TASK DIRECTIONS: Transcribe exactly the line in which "Target: man's hand" occurs, plus every line that comes after it up to the end of the entries.

(Stored data entries)

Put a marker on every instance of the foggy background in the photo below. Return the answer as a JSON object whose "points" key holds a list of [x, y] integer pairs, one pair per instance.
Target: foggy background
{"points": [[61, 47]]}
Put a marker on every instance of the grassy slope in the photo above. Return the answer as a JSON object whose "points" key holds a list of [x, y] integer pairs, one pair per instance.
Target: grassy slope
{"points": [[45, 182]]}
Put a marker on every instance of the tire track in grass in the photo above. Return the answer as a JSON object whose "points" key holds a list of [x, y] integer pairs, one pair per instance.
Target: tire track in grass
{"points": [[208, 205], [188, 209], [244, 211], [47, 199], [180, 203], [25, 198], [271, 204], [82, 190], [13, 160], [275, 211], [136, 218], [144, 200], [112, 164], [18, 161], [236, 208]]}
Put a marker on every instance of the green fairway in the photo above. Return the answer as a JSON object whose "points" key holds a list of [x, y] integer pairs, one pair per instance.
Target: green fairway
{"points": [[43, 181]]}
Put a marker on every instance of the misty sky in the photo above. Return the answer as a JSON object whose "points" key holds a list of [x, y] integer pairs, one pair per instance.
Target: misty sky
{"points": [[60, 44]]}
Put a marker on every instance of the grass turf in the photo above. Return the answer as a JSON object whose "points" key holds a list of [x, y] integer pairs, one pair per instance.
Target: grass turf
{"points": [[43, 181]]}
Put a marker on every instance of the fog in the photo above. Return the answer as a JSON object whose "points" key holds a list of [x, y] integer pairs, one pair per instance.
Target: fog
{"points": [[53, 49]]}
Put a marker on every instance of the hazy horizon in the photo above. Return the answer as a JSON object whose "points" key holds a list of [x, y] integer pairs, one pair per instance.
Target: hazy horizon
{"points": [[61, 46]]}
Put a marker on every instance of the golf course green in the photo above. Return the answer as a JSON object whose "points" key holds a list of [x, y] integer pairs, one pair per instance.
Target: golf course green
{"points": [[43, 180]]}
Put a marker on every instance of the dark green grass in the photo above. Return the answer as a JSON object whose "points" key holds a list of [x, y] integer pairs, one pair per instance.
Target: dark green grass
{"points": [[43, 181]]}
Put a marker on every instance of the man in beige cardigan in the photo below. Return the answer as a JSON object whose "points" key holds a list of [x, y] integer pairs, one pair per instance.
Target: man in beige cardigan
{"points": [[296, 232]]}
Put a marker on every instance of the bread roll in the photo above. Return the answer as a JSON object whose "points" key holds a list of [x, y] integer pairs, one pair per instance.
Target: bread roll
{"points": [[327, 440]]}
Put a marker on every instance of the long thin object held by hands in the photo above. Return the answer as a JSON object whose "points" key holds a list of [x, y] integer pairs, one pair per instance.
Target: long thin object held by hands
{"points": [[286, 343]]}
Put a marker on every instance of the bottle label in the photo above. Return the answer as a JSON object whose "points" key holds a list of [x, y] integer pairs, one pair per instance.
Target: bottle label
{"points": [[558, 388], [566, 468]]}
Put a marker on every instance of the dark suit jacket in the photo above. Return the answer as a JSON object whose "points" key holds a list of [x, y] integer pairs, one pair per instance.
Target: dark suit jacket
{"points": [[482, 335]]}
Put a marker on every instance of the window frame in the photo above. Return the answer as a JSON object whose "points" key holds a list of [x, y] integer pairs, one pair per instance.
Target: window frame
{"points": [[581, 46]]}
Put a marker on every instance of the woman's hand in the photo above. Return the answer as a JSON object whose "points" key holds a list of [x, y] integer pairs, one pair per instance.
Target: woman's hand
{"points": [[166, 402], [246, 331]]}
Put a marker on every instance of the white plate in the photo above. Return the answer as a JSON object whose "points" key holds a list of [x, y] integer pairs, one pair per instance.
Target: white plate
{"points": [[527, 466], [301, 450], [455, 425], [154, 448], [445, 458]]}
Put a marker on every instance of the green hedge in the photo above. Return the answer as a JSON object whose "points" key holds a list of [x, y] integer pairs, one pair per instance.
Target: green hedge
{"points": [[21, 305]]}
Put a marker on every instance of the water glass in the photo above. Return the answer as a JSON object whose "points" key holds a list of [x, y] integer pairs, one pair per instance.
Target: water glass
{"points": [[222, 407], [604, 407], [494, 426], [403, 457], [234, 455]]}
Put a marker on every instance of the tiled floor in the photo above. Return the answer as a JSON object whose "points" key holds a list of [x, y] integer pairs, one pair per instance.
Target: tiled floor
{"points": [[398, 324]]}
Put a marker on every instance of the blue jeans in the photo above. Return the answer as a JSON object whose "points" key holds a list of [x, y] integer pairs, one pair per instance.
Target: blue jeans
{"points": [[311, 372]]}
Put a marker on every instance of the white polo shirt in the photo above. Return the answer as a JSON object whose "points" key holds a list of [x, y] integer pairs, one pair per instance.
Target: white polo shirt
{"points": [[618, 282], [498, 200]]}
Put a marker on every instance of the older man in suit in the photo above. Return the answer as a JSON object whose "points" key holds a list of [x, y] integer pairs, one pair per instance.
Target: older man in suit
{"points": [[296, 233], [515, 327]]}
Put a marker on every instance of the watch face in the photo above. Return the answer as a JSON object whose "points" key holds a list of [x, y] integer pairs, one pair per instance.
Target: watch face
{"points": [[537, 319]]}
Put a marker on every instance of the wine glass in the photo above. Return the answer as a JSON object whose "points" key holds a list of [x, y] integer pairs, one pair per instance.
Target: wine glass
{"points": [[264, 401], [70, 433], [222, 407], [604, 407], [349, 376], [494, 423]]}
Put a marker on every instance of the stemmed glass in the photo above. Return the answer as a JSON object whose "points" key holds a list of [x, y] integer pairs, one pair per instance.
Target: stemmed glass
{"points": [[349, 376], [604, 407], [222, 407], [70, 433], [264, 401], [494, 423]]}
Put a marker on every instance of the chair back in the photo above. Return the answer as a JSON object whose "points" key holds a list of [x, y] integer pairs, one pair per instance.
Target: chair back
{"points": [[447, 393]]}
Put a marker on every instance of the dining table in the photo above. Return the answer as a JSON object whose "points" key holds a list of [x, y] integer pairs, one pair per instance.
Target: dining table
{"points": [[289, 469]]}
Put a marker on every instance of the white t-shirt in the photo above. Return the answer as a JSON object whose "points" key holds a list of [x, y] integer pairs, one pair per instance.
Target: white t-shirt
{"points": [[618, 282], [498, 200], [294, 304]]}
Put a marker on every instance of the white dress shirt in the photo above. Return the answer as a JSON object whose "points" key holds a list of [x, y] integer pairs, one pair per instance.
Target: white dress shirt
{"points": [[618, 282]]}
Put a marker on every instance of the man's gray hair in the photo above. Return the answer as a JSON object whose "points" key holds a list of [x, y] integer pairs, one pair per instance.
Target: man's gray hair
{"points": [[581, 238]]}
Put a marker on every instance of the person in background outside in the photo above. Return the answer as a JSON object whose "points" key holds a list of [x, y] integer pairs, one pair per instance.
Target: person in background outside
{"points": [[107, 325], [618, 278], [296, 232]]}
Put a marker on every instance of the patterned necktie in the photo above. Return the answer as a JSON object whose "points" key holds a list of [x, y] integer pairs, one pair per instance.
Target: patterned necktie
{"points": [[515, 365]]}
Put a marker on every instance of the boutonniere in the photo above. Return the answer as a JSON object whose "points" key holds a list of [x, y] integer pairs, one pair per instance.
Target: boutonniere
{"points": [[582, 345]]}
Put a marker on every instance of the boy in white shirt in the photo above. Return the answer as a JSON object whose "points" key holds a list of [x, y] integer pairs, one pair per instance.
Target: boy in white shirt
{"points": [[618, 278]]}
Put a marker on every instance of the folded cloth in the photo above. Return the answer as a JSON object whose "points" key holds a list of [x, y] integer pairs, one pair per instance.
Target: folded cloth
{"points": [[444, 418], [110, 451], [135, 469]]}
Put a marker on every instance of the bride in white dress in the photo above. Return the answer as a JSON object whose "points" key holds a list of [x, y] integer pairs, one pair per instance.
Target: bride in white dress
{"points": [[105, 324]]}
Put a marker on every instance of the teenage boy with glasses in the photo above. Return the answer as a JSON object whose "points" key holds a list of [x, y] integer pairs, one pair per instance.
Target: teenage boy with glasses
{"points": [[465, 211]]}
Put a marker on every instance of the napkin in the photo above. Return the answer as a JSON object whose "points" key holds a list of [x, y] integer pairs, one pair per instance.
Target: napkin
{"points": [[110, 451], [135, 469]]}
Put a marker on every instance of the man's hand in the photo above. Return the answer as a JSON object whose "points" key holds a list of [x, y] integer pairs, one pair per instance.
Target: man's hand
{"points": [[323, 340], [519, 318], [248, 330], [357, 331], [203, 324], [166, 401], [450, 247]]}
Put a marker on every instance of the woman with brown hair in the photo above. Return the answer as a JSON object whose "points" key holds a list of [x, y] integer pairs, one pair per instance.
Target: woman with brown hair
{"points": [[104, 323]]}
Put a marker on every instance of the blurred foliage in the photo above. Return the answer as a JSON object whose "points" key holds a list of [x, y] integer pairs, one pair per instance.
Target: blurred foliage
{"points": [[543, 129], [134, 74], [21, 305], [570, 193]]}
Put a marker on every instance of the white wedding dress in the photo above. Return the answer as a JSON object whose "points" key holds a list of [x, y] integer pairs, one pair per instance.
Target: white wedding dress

SOLUTION:
Target: man's hand
{"points": [[323, 340], [519, 318], [248, 330], [357, 331], [203, 324], [166, 401], [450, 247]]}
Put a marker on every instance of the woman with brown hair in the photo above. Return the answer as a JSON object whose "points" key holds a list of [x, y] integer pairs, one pair per instance.
Target: woman with brown hair
{"points": [[104, 323]]}
Put a marker on every instance of the blurred foliage in the photo above. Return the answer as a JSON object whose "points" key holds a list of [x, y] integer pairs, one pair per instance.
Target: blurred foliage
{"points": [[543, 129], [134, 74], [21, 305], [570, 193]]}
Put a marker on every instance of the white wedding dress in the photo above. Return the answer as a JSON object whose "points" key holds a list of [x, y] integer pairs, one pair per instance.
Target: white wedding dress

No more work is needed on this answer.